**What you need to do**
Report each line of the data below in which "light" appears.

**Data records**
-- -- --
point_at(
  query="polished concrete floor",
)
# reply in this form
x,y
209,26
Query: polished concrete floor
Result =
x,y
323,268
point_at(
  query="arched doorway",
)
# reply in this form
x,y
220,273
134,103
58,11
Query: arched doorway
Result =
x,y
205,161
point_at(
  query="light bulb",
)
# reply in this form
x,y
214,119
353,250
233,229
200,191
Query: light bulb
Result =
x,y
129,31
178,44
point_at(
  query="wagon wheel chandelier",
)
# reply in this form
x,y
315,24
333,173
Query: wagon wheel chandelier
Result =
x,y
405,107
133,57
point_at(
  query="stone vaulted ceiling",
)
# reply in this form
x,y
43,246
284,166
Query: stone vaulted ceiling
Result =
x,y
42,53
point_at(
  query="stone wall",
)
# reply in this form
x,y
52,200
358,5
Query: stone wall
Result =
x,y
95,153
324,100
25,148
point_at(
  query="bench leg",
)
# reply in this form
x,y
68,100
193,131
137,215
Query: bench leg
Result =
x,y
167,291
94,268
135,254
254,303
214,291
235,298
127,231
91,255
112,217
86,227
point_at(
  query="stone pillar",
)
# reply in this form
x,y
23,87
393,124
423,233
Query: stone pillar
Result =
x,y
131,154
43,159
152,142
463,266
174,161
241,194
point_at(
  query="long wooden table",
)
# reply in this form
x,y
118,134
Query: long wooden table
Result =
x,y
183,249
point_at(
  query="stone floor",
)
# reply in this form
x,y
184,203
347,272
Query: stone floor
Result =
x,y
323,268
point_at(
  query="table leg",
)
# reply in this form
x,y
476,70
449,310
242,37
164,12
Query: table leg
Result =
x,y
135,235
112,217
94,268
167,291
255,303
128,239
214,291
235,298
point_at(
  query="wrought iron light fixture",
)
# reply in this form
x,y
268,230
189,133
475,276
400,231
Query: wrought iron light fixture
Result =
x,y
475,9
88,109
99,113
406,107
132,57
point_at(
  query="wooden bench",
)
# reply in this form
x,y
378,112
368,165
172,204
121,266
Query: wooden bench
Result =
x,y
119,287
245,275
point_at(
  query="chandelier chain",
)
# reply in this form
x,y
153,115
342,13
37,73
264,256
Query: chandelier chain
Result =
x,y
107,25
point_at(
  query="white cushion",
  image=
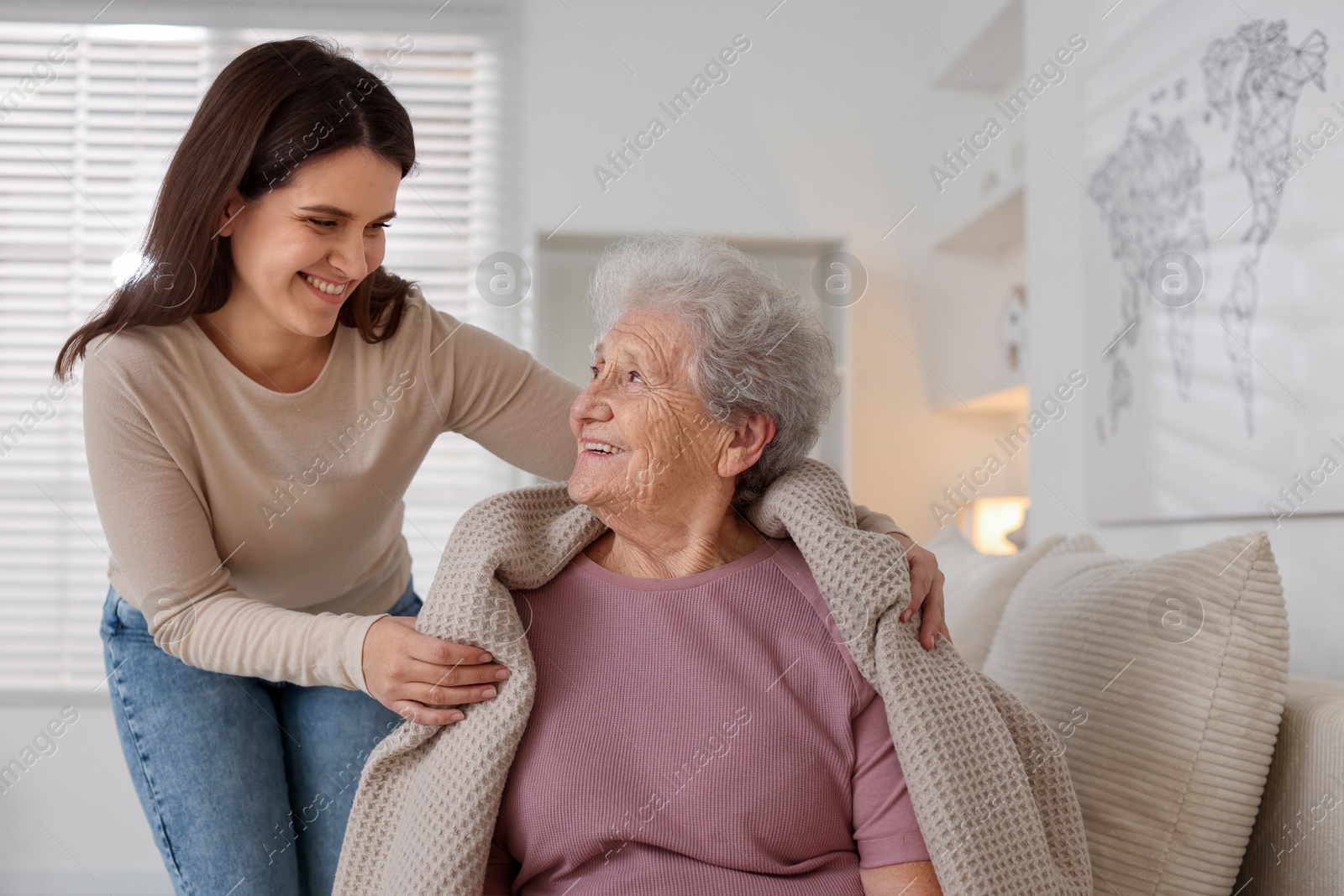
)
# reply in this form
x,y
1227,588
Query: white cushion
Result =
x,y
978,587
1168,720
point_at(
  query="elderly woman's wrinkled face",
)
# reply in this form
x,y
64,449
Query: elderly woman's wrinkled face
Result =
x,y
644,437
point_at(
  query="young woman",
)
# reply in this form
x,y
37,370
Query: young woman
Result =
x,y
255,403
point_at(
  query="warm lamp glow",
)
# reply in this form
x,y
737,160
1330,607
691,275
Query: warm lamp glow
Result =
-- -- --
**Result of the task**
  query="light bulb",
Query: light bulb
  query="wrought iron light fixture",
Query: wrought iron light fixture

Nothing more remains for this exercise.